• **Job**
Rewrite all of the material below, swapping every "pick-planner roster" for "labeling queue" and changing nothing else. Leave the pictures out of your answer.

(Records of labeled points)
^^^^^^^^

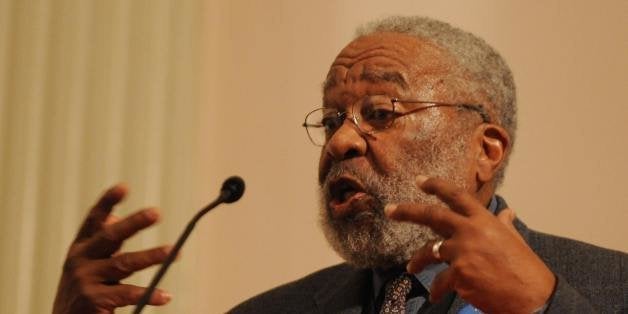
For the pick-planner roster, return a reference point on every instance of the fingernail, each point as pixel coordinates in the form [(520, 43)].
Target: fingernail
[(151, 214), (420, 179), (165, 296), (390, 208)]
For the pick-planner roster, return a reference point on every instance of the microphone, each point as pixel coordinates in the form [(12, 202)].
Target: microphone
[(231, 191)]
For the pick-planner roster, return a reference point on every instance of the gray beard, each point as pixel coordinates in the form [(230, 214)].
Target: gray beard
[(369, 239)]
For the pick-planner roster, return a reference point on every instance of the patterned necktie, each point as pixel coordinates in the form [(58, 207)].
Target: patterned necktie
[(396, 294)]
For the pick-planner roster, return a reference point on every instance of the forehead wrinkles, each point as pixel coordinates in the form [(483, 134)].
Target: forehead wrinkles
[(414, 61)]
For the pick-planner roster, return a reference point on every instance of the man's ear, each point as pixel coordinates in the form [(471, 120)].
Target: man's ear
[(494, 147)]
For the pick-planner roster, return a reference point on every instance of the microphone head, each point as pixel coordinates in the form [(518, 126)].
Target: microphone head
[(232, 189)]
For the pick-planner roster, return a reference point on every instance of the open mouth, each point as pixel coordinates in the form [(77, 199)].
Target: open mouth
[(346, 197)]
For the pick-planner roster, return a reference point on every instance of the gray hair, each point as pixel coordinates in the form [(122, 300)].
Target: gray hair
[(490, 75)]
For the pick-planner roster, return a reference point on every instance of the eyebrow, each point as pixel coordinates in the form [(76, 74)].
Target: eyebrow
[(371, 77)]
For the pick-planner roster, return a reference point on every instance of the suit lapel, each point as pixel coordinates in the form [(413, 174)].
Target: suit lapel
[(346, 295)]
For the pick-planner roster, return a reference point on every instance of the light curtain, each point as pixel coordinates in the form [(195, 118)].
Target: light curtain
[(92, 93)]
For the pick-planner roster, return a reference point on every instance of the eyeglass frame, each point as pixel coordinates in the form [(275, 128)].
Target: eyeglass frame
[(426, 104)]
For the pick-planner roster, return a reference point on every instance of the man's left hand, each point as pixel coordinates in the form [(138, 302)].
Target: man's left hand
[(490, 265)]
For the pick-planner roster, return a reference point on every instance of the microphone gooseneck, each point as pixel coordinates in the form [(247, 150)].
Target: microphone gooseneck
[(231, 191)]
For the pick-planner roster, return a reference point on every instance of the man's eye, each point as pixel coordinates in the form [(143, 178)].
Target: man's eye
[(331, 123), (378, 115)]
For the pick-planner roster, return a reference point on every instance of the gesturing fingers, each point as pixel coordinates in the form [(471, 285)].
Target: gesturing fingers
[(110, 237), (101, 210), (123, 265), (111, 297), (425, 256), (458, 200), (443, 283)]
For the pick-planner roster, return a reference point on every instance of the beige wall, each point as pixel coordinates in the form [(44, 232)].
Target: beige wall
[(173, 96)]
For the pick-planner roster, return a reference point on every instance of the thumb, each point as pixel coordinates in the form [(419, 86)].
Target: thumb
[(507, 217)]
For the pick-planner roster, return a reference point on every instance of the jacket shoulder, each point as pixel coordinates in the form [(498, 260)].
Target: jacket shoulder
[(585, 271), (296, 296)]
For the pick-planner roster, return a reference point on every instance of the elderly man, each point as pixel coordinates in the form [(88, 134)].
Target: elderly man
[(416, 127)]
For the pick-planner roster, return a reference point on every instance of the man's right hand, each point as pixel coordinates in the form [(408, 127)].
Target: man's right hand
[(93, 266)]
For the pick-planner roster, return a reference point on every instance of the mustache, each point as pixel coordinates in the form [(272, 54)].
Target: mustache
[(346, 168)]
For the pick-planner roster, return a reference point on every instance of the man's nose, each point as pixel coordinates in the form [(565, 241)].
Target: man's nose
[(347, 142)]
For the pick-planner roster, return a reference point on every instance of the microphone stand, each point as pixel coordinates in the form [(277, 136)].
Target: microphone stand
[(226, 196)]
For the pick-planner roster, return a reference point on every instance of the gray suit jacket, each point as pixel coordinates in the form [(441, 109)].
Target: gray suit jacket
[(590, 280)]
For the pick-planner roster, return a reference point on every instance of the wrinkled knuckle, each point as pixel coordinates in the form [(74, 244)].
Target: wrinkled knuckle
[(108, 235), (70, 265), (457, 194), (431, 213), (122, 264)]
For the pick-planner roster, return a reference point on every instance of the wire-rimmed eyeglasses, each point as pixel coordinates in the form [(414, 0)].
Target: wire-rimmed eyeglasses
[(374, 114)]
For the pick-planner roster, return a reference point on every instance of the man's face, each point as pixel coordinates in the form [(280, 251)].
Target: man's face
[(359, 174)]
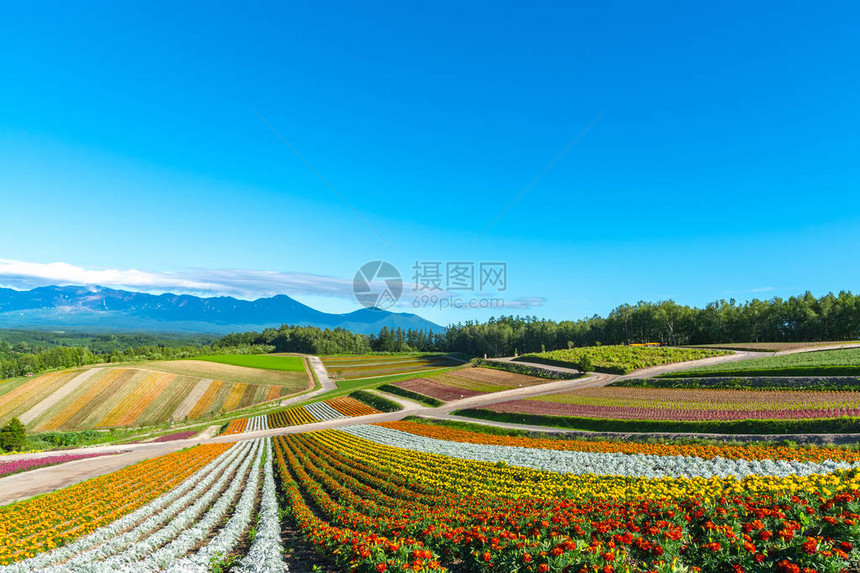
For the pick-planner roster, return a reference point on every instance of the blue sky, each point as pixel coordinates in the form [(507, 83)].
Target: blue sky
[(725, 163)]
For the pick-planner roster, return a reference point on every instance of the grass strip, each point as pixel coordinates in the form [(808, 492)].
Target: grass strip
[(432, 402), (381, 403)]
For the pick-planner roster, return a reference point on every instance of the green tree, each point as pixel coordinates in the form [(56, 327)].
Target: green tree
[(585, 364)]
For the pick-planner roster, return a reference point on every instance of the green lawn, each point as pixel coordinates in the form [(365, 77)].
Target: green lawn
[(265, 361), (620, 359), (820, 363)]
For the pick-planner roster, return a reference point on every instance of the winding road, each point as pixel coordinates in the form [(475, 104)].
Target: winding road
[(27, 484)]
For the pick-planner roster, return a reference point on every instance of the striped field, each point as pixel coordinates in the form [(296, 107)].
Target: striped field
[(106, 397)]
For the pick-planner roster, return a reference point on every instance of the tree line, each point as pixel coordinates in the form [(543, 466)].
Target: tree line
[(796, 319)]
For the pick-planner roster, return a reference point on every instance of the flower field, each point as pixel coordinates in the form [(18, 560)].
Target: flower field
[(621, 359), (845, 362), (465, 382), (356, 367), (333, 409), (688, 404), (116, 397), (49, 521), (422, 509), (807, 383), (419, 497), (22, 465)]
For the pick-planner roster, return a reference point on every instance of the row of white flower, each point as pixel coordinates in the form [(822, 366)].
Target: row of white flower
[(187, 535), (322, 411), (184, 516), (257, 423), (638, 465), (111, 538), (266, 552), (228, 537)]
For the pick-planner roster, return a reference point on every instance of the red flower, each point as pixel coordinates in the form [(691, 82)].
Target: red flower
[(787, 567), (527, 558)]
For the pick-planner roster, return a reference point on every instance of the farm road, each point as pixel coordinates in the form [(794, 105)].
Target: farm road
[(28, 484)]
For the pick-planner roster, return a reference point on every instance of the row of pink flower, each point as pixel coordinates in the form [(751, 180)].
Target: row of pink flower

^^^^^^^^

• **Result for this exercise**
For the labeling queue, return a reference point on every instance of the fingernail, each point as pixel coordinates in the form [(520, 43)].
Target: fingernail
[(151, 214), (420, 179), (165, 296), (390, 208)]
For the labeling queue, return a reference point on every instance of the microphone, each point as pixel coordinates in the form [(12, 202)].
Target: microphone
[(231, 191)]
For the labeling queue, return a reference point on every instance of the gray beard, each point as pixel coordinates in the form [(230, 214)].
Target: gray beard
[(369, 239)]
For the labeling queue, return a reference point on every instance of the patterned necktie, each point as pixel coordinates in the form [(58, 207)].
Target: patterned necktie
[(396, 294)]
For the labeling queue, return a reference point on every instance of the forehead wrinkles, each point as pixel coordinates in the form [(483, 134)].
Target: forehead wrinkles
[(414, 61)]
For the labeling queue, return a reference point on every instance of the man's ear, each point as pixel coordinates in the form [(471, 120)].
Target: man's ear
[(494, 147)]
For the labeling queue, return a reference point on every instance of the microphone head, each point as pixel coordinates in the form [(518, 126)].
Target: microphone head
[(232, 189)]
For the labeling queue, return a reference point on every instance of the open mouth, each point as pixel coordinates in the form [(77, 199)].
Target: open mouth
[(346, 197)]
For the labeling queue, return a reference point on every instance of the gray hair, each point as pixel coordinates in the form [(122, 300)].
Target: gray hair
[(490, 75)]
For the labeling queue, return a reference point on every instance of the eyebrow, each point as pixel coordinates in the form [(76, 74)].
Target: eyebrow
[(371, 77)]
For the labeling queue, return a reference point on every instance of the suit lapel, each point as pixel coordinates in the form [(413, 174)].
Target: suit lapel
[(346, 295)]
For the labeling queue, return a reference point on every instance of the light curtain, each point as pixel coordinates in the form [(195, 118)].
Target: light curtain
[(92, 93)]
For the labeling queue, return a reference point on every instance of the eyeglass frame, each point as pixel coordinates in the form [(275, 128)].
Target: eyeglass frame
[(426, 104)]
For the labeling queue, return a reference point on every instance of the man's left hand, each point as pixel coordinates in the form [(138, 302)].
Target: man's left hand
[(490, 265)]
For the labeling queue, return a reference point on every instance of the microphone gooseneck, each point as pixel coordinates in the form [(247, 150)].
Target: microphone gooseneck
[(231, 191)]
For the labeling queue, return a reference point on every instance of the man's eye, each point as pixel coordinates in the form [(143, 178)].
Target: man's eye
[(331, 123), (378, 115)]
For the labeling queue, return a reference point on every instance of the gesturing fingers, each point as pixel coordinates in the form [(471, 285)].
Target: gesturing fingers
[(110, 237), (101, 210), (123, 265), (111, 297), (425, 256), (458, 200), (443, 283)]
For the labeling queue, return a reference point on every instance of the beige wall, each point as pixel coordinates in the form [(44, 232)].
Target: beige wall
[(173, 96)]
For the labeling queue, return a reference point on every instance of the thumb, each point as pixel coordinates in the form [(419, 86)].
Target: thumb
[(507, 217)]
For the labeling queue, return a reference point on every instance of the jacket shoulder, each point as pixel coordinates in the form [(498, 260)].
Target: jacket shoulder
[(585, 271), (296, 296)]
For the labeling queue, return a reference point on every instance of the elderly man, each point as pixel coordinates in the form [(88, 134)].
Target: elderly man
[(416, 127)]
For the labeling queue, return a reference point on every instance of the man's right hand, each point as pixel coordinates in the form [(408, 127)].
Target: man's right hand
[(93, 266)]
For the labeling queue, return a reference point on every instance of the mustache, each point as pixel coordinates in the form [(272, 54)].
Target: mustache
[(346, 168)]
For the labeling queue, return a reference point on every instance of the man's nose, each point as pixel coordinates in the form [(565, 241)].
Target: man's nose
[(347, 142)]
For the labeling queue, return a reference point on every instance of the microphone stand, each point as pixel coordinates in the form [(277, 136)].
Target: microphone stand
[(226, 196)]
For the labeling queue, return a reference point on every instance of the gray suit jacket, each point as pixel coordinates in the form [(441, 109)].
Target: gray suit jacket
[(590, 280)]
For the labeling queue, return a reference point on every instance of the wrinkled knuckle, each point as pixel coordinates in the form [(74, 244)].
Target: wrinkled knuckle
[(108, 235), (70, 265), (457, 194), (431, 213), (122, 264)]
For the labeling queue, return a reference point on every instance of the wire-rimmed eyeglasses, each point as pixel coordinates in the form [(414, 0)].
Target: wire-rimmed eyeglasses
[(374, 114)]
For the labeling queue, return a reference point on every instance of the man's face, each point as pixel coordinates in the form [(280, 251)].
Target: man's face
[(359, 174)]
For the labeling queue, return a reference point on every instance of the blue sky, each point as pixel coordinates in the form [(507, 83)].
Target: blue sky
[(725, 163)]
For the labeling queue, return a reference point on every instance of the grass strip, each point as pixel coordinates in the form [(808, 492)].
Target: grass strip
[(432, 402), (381, 403)]
For the labeling queue, return a reference point on every instance of the green tree, each point as pixel coordinates in the form [(56, 327)].
Target: green tree
[(585, 364)]
For the labeling queue, return a reference point on every instance of the green lawn, each point as pixel coordinates in the form [(365, 77)].
Target: green lawn
[(265, 361), (620, 359), (820, 363)]
For the labeling queue, return a reference point on every instance of the winding road, each point as pixel coordinates in the form [(475, 104)].
Target: winding road
[(27, 484)]
For the labeling queue, return a reference point on every instance of the striped field, each point as pixel coordinates in the form [(296, 107)].
Target: striped field
[(106, 397)]
For the labeling queue, return a reference point on every instance of the tree line, each point as pixel coordinates in the form [(543, 466)].
Target: tree line
[(796, 319)]
For the labeling queue, return a reference point on every instance of the flower field, each point as pixel coordinates in the form [(18, 560)].
Target: flower field
[(621, 359), (845, 362), (465, 382), (356, 367), (333, 409), (688, 404), (116, 397), (49, 521), (422, 509), (807, 383), (419, 497), (22, 465)]
For the labeling queue, return a reference point on every instance of the row of white flower, each point as pixel coordinates in the form [(822, 366)].
Target: row of white flower
[(187, 535), (322, 411), (184, 516), (257, 423), (638, 465), (111, 538), (266, 552), (228, 537)]
For the labeling queue, return a reference point on every instance of the red flower, each point as pixel coordinates in the form [(691, 82)].
Target: red flower
[(787, 567), (527, 558)]
For the labeling queue, return a reference point on every instance of the farm road, each point as pixel coordinates in the form [(794, 105)].
Target: farm road
[(28, 484)]
For the labeling queue, return a reference point on every instance of the row of pink flower, each point as pixel coordinates in the form [(751, 180)].
Target: row of pink flower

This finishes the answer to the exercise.